Dataset items
========

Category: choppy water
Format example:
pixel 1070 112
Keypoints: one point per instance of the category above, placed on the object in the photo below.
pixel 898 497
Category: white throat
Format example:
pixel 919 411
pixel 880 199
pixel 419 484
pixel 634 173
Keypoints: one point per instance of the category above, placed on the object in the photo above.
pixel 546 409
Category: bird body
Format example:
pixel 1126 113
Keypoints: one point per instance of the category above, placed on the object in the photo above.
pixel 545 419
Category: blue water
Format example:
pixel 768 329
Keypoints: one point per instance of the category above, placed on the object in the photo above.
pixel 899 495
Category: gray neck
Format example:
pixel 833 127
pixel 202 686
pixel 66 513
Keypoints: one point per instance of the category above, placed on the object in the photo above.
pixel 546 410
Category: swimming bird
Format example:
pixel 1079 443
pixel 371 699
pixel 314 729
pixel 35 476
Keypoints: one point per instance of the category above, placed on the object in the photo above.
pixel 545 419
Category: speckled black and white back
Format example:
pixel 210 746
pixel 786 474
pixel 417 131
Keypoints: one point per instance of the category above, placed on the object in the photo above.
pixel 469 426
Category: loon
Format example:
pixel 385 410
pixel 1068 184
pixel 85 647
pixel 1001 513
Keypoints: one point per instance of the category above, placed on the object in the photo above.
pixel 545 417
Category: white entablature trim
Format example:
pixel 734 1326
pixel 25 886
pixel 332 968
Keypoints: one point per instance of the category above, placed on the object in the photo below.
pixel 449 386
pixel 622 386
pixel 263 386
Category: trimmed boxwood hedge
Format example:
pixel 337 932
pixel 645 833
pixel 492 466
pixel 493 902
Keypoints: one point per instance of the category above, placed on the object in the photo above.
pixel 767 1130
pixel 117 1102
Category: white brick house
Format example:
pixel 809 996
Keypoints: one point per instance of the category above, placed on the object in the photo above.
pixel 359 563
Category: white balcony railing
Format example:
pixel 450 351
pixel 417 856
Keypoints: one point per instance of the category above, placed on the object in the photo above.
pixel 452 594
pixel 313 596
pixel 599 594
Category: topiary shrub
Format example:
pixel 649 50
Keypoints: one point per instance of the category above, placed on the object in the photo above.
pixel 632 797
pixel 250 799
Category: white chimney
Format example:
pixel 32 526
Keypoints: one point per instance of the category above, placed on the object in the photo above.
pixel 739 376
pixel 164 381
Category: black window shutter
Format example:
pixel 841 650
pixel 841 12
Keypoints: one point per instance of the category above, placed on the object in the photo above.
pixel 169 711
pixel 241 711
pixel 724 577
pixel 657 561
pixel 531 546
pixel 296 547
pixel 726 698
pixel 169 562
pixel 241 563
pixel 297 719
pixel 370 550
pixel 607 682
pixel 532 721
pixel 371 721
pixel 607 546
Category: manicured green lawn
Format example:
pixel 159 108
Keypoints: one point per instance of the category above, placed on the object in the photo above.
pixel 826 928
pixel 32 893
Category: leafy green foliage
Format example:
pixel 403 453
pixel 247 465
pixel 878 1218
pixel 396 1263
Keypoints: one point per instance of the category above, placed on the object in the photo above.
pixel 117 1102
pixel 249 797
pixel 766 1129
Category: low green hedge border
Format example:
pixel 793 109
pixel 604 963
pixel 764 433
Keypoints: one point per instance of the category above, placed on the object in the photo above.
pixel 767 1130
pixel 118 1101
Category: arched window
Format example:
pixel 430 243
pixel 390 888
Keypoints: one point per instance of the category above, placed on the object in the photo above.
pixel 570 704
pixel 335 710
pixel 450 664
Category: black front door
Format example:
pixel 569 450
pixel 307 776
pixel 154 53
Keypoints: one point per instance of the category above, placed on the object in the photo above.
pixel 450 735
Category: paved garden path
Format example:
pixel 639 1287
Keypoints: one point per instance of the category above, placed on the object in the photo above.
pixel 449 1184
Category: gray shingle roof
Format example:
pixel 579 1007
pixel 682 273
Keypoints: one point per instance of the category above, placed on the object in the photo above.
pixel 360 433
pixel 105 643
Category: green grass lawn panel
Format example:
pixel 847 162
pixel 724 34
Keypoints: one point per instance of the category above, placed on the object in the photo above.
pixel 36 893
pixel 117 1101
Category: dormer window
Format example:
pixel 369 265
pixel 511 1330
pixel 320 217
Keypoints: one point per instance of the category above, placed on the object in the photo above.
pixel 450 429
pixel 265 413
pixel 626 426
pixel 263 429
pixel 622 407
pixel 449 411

========

__Task goal__:
Express as a numbered list the lines of the rows above, starting with the line containing "Category: topiary shrub" and going on through the line containing "pixel 250 799", leaving out any blank lines.

__Written reply__:
1. Category: topiary shrub
2. Format example:
3. pixel 649 50
4. Keypoints: one point per instance of the category above, placed on the object in the photo above.
5. pixel 632 797
6. pixel 250 799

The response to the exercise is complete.